• _Selected passage_
BEGIN

The court rejected the insured's contention that diminution in value damages were covered by the policy. Id. at 1444-1445. Framing the issue as one of causation, the court asked whether the damages to the condominium complex were caused by a covered “peril” or some other excluded loss. The court held, “'[d]iminution in market value' is not a 'peril' at all; it is a method of measuring damages.” Id. at 1444. Thus, reasoned the court, where other courts have found diminution in value damages covered in the context of commercial general liability (“CGL”) policies, these cases were “not ' holding diminution in market value is itself a 'peril.' These cases were not addressing 'perils,' they were addressing liability for damage to the defective product itself.” Id.

Ultimately, then, because it found that diminution in market value is not a loss for which a commercial property policy must provide coverage, the court held that the property damage was excluded under the policy language as a latent defect. Id. at 1445. See also Hoffman v. State Farm Fire & Cas. Co., 19 Cal. Rptr. 2d 809 (1993) (in context of homeowner's insurance policy, “[d]iminution in market value is not a covered peril”).

Will Courts Deem Other Policies Relevant to the Analysis?

END

• _Request_
Copy the diminution-in-value passage word for word, starting with "Ultimately, then, because" and stopping after "to the Analysis?".

• _Recorded information_
BEGIN

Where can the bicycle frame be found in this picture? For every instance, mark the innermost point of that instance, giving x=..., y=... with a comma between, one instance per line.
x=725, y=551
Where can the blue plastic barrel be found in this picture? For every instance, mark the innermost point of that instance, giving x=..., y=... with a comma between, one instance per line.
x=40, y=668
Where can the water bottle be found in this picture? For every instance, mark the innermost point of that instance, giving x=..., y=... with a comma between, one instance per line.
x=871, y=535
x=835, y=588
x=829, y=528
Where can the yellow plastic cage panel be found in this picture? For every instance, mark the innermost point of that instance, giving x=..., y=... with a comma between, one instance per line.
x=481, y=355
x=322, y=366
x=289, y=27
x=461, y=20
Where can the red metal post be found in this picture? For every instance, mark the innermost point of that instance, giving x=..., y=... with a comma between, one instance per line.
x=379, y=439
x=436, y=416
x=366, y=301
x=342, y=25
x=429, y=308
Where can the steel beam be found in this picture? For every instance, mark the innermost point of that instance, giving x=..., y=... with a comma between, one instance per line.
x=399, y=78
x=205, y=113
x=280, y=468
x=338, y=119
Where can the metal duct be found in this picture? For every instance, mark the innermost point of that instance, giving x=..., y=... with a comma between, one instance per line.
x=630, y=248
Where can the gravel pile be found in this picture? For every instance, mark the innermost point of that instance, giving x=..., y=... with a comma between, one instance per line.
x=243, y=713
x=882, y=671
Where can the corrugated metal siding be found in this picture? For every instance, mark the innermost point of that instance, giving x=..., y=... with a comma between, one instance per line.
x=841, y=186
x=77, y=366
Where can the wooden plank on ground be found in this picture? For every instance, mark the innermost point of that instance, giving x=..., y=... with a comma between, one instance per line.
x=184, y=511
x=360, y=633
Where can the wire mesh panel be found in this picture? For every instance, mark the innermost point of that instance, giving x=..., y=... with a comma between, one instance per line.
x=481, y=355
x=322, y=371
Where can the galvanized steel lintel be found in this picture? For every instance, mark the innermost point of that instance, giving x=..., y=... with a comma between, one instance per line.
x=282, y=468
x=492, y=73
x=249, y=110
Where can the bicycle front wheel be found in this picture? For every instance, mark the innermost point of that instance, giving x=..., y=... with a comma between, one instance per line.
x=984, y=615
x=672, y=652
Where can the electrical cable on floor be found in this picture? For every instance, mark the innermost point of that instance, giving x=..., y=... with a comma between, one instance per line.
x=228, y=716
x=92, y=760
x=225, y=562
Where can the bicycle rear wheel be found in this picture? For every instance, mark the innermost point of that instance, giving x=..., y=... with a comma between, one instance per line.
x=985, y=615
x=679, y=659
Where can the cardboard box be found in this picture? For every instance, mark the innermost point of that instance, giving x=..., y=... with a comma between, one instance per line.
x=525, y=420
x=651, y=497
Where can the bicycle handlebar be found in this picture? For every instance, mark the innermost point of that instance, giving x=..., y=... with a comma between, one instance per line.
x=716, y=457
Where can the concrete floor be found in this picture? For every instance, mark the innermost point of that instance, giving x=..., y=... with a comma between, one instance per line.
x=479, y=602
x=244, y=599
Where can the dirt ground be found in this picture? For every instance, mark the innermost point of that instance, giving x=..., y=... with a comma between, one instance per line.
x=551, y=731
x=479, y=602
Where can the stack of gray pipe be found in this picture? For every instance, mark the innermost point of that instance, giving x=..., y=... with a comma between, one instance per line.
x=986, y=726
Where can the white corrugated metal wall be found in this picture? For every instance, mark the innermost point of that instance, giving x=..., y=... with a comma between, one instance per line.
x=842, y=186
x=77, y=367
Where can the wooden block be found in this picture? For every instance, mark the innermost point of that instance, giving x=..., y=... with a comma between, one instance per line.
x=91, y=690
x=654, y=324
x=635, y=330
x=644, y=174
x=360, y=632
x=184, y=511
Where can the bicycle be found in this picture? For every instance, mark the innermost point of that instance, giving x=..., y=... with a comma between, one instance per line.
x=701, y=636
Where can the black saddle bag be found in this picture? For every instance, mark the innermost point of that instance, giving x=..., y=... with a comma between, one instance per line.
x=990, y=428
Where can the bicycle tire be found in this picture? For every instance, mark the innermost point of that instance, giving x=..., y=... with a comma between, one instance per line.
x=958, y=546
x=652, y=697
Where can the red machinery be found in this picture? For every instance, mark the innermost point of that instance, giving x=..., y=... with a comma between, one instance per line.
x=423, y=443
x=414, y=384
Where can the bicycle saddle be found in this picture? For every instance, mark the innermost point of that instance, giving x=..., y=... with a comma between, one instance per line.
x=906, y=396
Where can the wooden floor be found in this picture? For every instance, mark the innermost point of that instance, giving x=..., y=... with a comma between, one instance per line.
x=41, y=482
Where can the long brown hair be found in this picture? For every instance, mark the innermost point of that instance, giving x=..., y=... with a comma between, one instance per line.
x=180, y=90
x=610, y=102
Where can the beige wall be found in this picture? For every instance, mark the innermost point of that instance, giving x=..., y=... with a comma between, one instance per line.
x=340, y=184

END

• _Exercise output_
Ultimately, then, because it found that diminution in market value is not a loss for which a commercial property policy must provide coverage, the court held that the property damage was excluded under the policy language as a latent defect. Id. at 1445. See also Hoffman v. State Farm Fire & Cas. Co., 19 Cal. Rptr. 2d 809 (1993) (in context of homeowner's insurance policy, “[d]iminution in market value is not a covered peril”).

Will Courts Deem Other Policies Relevant to the Analysis?